Through the Trifocals

Another football season is upon us. Excitement is mixed with uncertainty as the Illini set out to reverse last season's record. In this column, Illinisports makes his prediction for the season, with the proviso that any number of outcomes are possible.

I decided to take up golf six years ago. I had played it some as a kid, but I had never taken lessons, never practiced, and never improved. I quit for many years, until I could find an opportunity to devote time and energy to the game. When I took it up again, I began to visit a driving range practically every day.

At first, I saw some improvement. In fact, I began to feel I could take on a golf course and score better than I had when young. I had a bubble of optimism surrounding me when I signed up for my first tee time. Unfortunately, I played terribly in that first round. And subsequent to that round, seeing a videotape of my swing (if you could even call it that) put me into a 6-month depression. My "bubble of optimism" was shattered, and it took lessons and significant practice at tearing down and rebuilding my golf swing before I could begin to enjoy the game of golf again and see some success.

No one wants to hear about my golf game, but I believe there is an analogy with what happened to the Illini football team in 2003. I watched their early practices last fall, and I saw all the enthusiasm and togetherness that led me to believe they would have a good year. The players themselves had a strong "bubble of optimism", and they truly believed they could win a Big 10 Championship.

Unfortunately, they were not combining logic with their optimistic outlook. If they had, they would have realized they would be playing two new receivers (one a raw freshman), a freshman running back, a redshirt freshman tight end, two new offensive linemen plus a third playing a new position, some inexperienced or lightly successful defensive players, a hole at one cornerback that was ultimately filled by a raw freshman, and a middle linebacker, the quarterback of the defense, who almost died just before the start of training camp.

We all should have realized what was about to happen when Coach Turner responded angrily to Christian Morton for his aggressive tackle on Kelvin Hayden at the Rantoul preseason scrimmage. I am sure Turner had previous issues with Morton and was quick to judge because of it. But since the tackle itself appeared to me to be an instinctive reaction and not an intentional effort to debilitate our best wide receiver, Turner's reaction was probably borne more from overall frustration than just Morton's behavior. Seeing his only deep threat go down with injury, and realizing how many holes he was trying to fill on the team, I believe Turner's outburst was probably a harbinger of future trauma.

The players continued to engulf themselves in their "bubble of optimism", undaunted by the handwriting on the wall. That is, until they couldn't pull out a winnable Missouri game. And when they barely defeated a mediocre Illinois State (their only win). And when they fought toe to toe with UCLA in the Rose Bowl, marched for the game-tying field goal, and then lost when that field goal veered off-course. And when California unleashed its future superstar quarterback Aaron Rodgers on the Illini's reeling secondary, driving painlessly for the winning touchdown at Memorial Stadium.

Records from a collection
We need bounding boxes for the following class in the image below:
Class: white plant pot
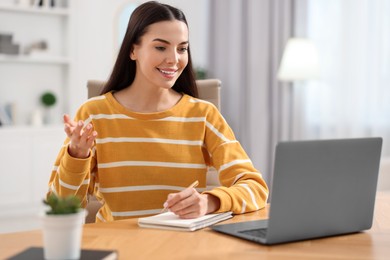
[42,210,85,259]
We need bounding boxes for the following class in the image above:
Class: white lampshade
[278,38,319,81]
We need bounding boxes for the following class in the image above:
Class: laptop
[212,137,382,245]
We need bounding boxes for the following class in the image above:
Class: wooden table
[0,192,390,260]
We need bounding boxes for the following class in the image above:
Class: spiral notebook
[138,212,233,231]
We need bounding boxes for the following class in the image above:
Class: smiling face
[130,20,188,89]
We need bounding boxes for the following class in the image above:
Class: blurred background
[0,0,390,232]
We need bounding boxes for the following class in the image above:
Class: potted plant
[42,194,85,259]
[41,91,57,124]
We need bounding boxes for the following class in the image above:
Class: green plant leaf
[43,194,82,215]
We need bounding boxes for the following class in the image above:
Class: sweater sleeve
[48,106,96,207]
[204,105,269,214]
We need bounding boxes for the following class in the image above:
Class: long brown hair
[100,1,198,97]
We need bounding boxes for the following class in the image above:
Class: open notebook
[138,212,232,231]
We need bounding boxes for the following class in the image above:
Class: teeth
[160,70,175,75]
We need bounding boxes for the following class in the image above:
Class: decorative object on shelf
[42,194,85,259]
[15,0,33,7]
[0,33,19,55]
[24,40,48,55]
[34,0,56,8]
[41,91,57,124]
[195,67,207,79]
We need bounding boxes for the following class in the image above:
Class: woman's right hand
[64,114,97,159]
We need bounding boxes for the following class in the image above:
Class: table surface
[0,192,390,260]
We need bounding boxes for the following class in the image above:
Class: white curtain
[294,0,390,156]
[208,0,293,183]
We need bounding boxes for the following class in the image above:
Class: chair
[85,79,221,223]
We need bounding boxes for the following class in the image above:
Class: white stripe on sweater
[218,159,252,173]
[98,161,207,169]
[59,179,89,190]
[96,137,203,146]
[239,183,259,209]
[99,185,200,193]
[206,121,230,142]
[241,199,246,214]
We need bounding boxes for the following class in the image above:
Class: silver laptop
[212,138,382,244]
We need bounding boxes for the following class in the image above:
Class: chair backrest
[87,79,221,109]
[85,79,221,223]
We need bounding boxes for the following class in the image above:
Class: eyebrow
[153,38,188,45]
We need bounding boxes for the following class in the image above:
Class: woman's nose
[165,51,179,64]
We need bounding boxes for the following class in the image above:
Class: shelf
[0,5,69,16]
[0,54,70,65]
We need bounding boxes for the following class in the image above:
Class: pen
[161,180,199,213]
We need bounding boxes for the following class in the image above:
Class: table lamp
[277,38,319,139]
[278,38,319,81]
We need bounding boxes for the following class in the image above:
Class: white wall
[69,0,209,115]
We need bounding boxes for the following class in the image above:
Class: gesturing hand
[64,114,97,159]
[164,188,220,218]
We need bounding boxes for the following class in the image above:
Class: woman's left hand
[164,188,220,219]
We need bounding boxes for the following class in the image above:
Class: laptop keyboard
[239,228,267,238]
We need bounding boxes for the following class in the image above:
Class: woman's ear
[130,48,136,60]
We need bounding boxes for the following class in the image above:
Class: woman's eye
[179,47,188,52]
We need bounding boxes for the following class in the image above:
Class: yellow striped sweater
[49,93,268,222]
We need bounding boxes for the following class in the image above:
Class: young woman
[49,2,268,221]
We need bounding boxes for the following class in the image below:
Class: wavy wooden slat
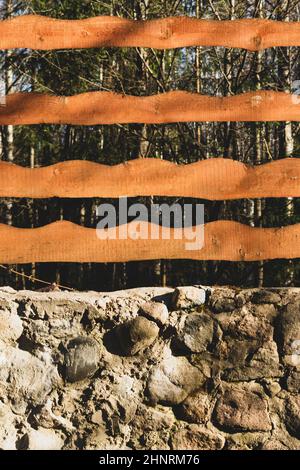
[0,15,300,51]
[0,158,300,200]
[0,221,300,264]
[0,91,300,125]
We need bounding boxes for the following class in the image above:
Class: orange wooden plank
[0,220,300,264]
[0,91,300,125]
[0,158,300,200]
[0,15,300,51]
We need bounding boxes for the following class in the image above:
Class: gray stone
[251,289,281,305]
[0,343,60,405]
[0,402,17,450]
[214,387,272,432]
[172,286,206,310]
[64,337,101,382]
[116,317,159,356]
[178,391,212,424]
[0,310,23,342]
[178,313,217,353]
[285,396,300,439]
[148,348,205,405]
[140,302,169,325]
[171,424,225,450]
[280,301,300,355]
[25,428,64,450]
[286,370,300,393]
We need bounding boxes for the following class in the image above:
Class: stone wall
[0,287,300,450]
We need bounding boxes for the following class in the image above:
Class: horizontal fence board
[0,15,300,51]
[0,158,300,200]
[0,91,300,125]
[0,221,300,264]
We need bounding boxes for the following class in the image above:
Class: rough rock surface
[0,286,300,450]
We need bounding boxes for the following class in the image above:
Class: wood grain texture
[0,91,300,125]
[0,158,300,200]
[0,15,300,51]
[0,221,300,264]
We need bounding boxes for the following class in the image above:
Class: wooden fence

• **Tasks to perform**
**1.** In the Illini football column, reproduce word for word the passage from "The players continued" to "at Memorial Stadium.".
**2.** According to the Illini football column, which quarterback did California send against the Illini's secondary at Memorial Stadium?
**3.** Continue the Illini football column past its final sentence.

• **Answer set**
**1.**
The players continued to engulf themselves in their "bubble of optimism", undaunted by the handwriting on the wall. That is, until they couldn't pull out a winnable Missouri game. And when they barely defeated a mediocre Illinois State (their only win). And when they fought toe to toe with UCLA in the Rose Bowl, marched for the game-tying field goal, and then lost when that field goal veered off-course. And when California unleashed its future superstar quarterback Aaron Rodgers on the Illini's reeling secondary, driving painlessly for the winning touchdown at Memorial Stadium.

**2.** Aaron Rodgers

**3.**
Still, the Wisconsin game to begin the Big 10 schedule provided a chance for the players to redeem themselves. The Illini were discouraged by a 1-3 nonconference record, but they were still hopeful. That is, until an exciting interception and runback for a touchdown by Antonio Mason was nullified by penalty. That deeply deflating play, ending our last hope for success against Wisconsin, was a dagger to the Illini's heart, and their "bubble of optimism" was punctured savagely and with finality.

Our large senior class was especially devastated by events. After all, a number of them started the fall with visions of championships, conference recognition, and possible pro careers. When they saw that none of their dreams would reach fruition, their confidence level and reason to continue the fight fell to rock bottom.

All the injuries that occurred also shattered team morale. Losing your only quarterback capable of defeating quality teams, and losing your best three wide receivers, two in the same game, the offense lost hope, and the defense knew it couldn't be bailed out by the offense. Losing several key defensive players did the same to destroy the offense's confidence in the defense, as did the lifeless way the defense responded to challenges too great for it to match. The team lost its focus as one quality team after another began to maul them at will. Everything snowballed downhill, and all of Illinois went into a deep depression.

I know that many fans remember only the last few games and how it appeared the players gave up, and this has placed their minds and hearts within a dark cloud of pessimism and negativity. But rest assured, it did the same thing to the players. I don't believe the players gave up on the coaches or even themselves as much as they gave up on their dreams for great success. Regardless, they lost the will to continue the fight.

From that Wisconsin game on, there was no way we could win another game until we could rebalance, regroup, and recreate ourselves in a better light. We (players and fans alike) had to go through all the emotional stages necessary to heal from a major loss, including denial, anger, guilt, and blame before we could begin to accept our plight with humility and refocus on our responsibility for correcting the errors of the past and reinventing our goals for the future.

Has this healing been accomplished? That is the big question that awaits discovery as a new opportunity presents itself with the football schedule for 2004. I know most of us would rather not rehash the past, but it must be healed and put to rest before we can learn to win again, as players, as coaches, and as fans. How quickly the players and coaches heal their wounds and regain their confidence will determine their degree of success in 2004. And how quickly the fans heal the past will determine who will support the team and coaches and who will not.

Given the youth of our present team, perhaps my biggest concern is how our players will react when adversity hits. Will they use it as a challenge and become more determined and unified in their quest for victory? Or, will adversity remind them of their previous tortured memories, causing a type of anaphylactic reaction that could send them back into their well of depression? We won't know the answer to these questions for some time yet, but they must be resolved in a positive way for there to be success on the field. No amount of athletic talent can function at its best if it is limited by negative memories from the past.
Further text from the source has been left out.